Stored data
------------------------------------------------
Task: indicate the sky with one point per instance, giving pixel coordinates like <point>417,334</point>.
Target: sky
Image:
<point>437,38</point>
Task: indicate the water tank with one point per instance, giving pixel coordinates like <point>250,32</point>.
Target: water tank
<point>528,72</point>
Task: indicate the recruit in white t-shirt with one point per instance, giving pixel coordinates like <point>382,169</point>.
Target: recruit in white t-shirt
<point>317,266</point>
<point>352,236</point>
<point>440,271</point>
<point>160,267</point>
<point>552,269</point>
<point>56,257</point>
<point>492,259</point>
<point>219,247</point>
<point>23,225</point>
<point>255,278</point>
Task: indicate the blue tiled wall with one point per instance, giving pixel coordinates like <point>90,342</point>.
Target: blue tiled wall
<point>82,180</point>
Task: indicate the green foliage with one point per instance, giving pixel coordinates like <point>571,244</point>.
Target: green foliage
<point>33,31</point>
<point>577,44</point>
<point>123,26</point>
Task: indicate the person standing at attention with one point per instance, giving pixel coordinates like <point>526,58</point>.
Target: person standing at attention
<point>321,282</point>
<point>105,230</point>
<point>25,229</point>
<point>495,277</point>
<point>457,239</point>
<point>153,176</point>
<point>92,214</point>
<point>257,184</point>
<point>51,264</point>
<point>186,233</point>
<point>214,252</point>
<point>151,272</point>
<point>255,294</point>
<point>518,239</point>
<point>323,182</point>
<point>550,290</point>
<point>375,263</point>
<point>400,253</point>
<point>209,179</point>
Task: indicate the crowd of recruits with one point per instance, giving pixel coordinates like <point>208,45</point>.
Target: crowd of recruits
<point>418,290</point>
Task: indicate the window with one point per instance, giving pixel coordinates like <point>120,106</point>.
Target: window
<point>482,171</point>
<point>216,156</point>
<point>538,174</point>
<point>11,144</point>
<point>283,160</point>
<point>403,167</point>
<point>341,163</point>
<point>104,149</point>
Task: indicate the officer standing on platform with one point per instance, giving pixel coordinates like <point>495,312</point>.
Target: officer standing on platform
------------------------------------------------
» **WHAT THE TASK REQUIRES**: Lines after the one containing "Task: indicate the person" are not part of the task. Output the entries exactly from their first line through that one.

» **ANSWER BOX**:
Task: indicate the sky with one point per instance, giving pixel coordinates like <point>417,334</point>.
Target: sky
Image:
<point>437,38</point>
Task: indicate the water tank with one point per instance, giving pixel coordinates like <point>250,32</point>.
Target: water tank
<point>528,72</point>
Task: indicate the recruit in white t-shirt with one point per instance, giving pixel coordinates like <point>382,169</point>.
Target: recruit in white t-shirt
<point>317,266</point>
<point>352,236</point>
<point>440,271</point>
<point>160,267</point>
<point>552,269</point>
<point>56,257</point>
<point>492,259</point>
<point>219,247</point>
<point>23,225</point>
<point>255,278</point>
Task: indicate the blue tiled wall with one point per instance, giving pixel coordinates like <point>90,342</point>.
Target: blue tiled wall
<point>82,180</point>
Task: indicate the green foliage with one point per instance, giving pixel coordinates like <point>571,244</point>.
Target: green foliage
<point>33,31</point>
<point>577,44</point>
<point>123,26</point>
Task: indicate the person standing at attention with one point per instance, giving pixel coordinates like <point>526,58</point>.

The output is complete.